### TASK DIRECTIONS:
Continue the reader comments on lung cancer advocacy, beginning right after the final sentence shown.

### DOCUMENT SEGMENT:

  2. Kassy Perry Says:

    I am grateful to have had the opportunity to watch this amazing woman find her voice in the advocacy world. Emily is gifted in so many ways, and will do so much to educate the medical community and patients about lung cancer. She is leading the way in the search for better understanding of the disease with her work with another amazing woman Bonnie J Addario and the Bonnie J Addario Lung Cancer Foundation.

    She is exactly what the health advocacy world needs. Go Emily!

  3. Wanda Rabon Says:

    Thank you for sharing God surly must have a plan
    for you. My husband Larry has lung cancer but in remission. The radiation really damaged his lungs.He is on oxygen all the time.

(Dataset items)
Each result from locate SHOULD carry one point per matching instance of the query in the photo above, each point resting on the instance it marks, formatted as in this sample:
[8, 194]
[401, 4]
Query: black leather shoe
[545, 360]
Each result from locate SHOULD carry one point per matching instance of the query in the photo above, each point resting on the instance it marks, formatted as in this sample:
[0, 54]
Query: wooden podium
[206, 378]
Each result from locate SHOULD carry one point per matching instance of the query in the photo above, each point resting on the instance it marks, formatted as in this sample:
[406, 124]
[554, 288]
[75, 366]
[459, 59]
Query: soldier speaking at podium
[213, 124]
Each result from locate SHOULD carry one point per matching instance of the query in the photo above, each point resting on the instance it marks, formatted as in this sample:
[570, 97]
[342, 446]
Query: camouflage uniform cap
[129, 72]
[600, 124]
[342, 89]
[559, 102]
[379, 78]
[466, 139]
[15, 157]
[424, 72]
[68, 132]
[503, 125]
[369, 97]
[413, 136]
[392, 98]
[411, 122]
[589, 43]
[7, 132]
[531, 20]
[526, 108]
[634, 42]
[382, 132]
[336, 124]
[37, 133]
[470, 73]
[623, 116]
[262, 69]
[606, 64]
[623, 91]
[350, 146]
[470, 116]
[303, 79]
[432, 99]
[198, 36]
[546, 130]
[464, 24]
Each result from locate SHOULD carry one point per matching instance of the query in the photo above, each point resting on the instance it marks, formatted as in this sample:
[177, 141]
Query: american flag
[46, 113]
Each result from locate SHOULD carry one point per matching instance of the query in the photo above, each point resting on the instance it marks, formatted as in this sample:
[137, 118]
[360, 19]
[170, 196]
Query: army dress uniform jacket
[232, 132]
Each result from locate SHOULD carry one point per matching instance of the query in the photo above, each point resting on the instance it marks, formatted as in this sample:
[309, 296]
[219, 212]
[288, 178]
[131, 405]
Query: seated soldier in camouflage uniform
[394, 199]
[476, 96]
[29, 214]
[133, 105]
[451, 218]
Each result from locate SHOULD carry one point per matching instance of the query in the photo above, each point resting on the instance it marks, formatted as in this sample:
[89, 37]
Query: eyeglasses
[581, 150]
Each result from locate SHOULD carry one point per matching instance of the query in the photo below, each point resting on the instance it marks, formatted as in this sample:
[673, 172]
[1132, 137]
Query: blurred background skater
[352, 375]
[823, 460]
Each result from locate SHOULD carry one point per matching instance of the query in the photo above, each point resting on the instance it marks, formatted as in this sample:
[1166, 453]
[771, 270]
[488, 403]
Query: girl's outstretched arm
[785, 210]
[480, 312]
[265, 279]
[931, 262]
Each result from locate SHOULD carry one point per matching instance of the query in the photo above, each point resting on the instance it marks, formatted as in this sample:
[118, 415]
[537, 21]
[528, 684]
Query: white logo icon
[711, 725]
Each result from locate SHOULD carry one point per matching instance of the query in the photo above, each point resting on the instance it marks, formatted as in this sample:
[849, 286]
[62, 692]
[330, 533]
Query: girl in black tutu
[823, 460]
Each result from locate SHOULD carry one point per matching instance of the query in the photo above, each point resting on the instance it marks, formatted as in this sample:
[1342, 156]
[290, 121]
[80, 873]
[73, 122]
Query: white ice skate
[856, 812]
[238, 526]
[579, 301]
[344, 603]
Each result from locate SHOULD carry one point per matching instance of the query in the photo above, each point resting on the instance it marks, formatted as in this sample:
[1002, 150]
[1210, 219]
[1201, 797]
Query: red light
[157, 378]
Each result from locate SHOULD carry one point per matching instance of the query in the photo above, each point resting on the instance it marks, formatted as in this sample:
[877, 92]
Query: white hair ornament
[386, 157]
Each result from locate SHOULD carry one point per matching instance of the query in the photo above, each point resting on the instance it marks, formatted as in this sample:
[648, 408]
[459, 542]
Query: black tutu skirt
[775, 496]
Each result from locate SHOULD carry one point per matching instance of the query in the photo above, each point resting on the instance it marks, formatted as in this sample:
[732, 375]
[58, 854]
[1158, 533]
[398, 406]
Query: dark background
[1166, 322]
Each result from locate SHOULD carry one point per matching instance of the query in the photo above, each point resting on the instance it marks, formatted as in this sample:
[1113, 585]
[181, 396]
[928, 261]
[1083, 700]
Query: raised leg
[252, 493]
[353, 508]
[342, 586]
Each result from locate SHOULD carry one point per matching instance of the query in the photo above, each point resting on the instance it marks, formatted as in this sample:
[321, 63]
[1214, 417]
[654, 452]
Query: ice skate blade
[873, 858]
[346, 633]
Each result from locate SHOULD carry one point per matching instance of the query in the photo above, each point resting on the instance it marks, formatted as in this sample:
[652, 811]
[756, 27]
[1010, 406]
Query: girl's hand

### TASK OUTPUT:
    God Bless

  4. Sabrina Braillard Says:

    Thank you for your story. Im a newly diagnosed 46 year old woman, who absolutely believes that this can be cured.. so thank you for the extra dose of hope…. what an amazing story and person you are…thank you

  5. RickStrong Says:

    No matter how many times I read your story Emily, it moves me to tears. I’m approaching a year on Tarceva with only minor set backs so far. I’ll always be cheering on our inspiring #1 advocate and look forward to the day that this disease gets treated as a chronic illness and ultimately for a cure.
    Keep fighting and stay strong…for yourself, for me, and for all of us. Our voices from the rooftops will be heard!!!

  6. Mara Tripi Says:

    Emily…is changing the way Stage 4 lung cancer (and all lung cancer) is perceived…..Great job,Emily…once again…getting the word out there!….

    You are a driving force!

  7. Mischelle Martin Says:

    Emily, you are a hero and an inspiration. I have been living with Stage 4 lung cancer for a year and a half post diagnosis. I believe that positive thinking is paramount to the success of treatment. Keep going, Emily! We are on the road that leads to long-term survival and eventually to a cure. I want to be one, and I fully expect YOU to be one of those pioneers.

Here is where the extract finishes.